--- Saved entries ---
☆ ☆ ☆ ☆
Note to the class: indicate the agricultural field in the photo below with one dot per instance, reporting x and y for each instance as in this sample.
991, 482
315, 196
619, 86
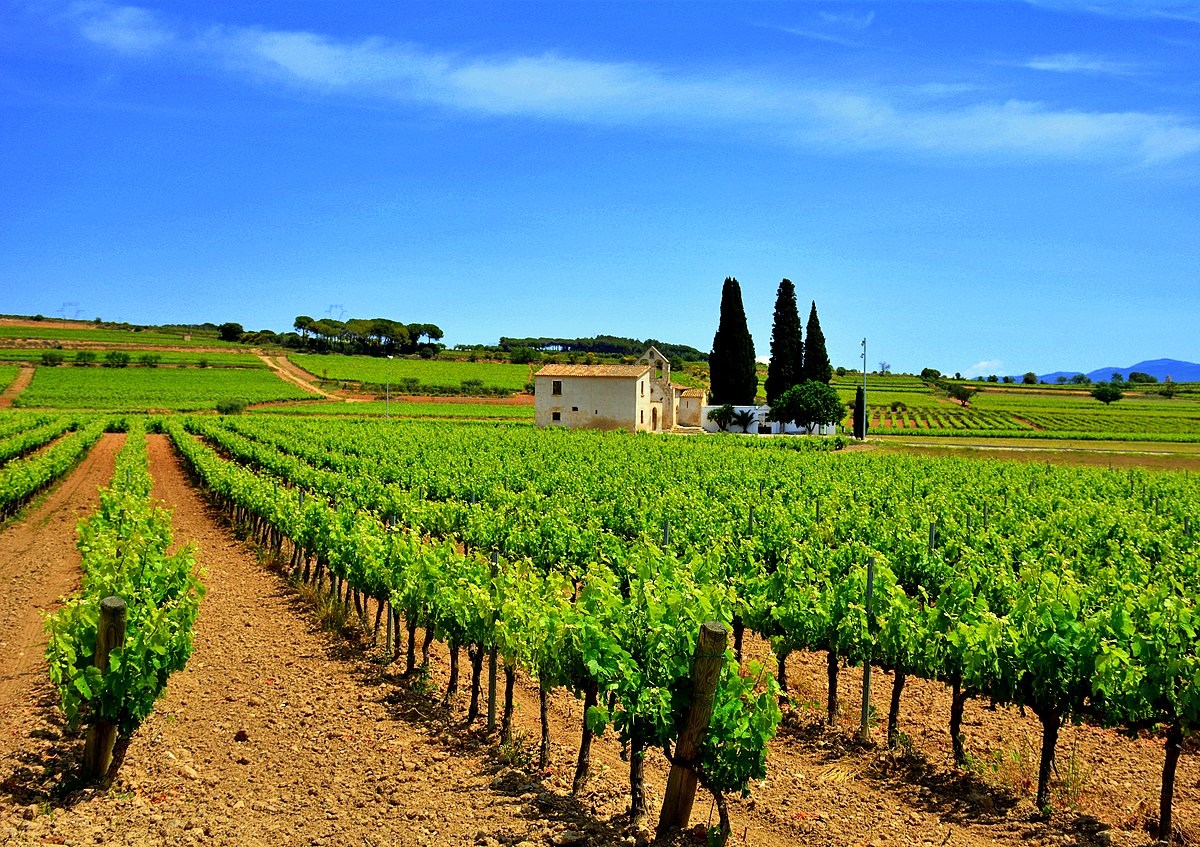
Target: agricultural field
1031, 413
167, 358
462, 538
407, 409
785, 548
107, 336
139, 388
401, 373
☆ ☆ ☆ ☆
--- Task brief ---
When you copy the data above, keep each line exact and omit the pictures.

--- Response area ---
Note to the class: indicate the agricultural field in the photo below with one dot per instance, reporting x and y for each instance as in this sample.
991, 482
315, 196
619, 86
Target: agricultural field
1031, 413
167, 358
462, 538
407, 409
785, 548
107, 336
139, 388
401, 373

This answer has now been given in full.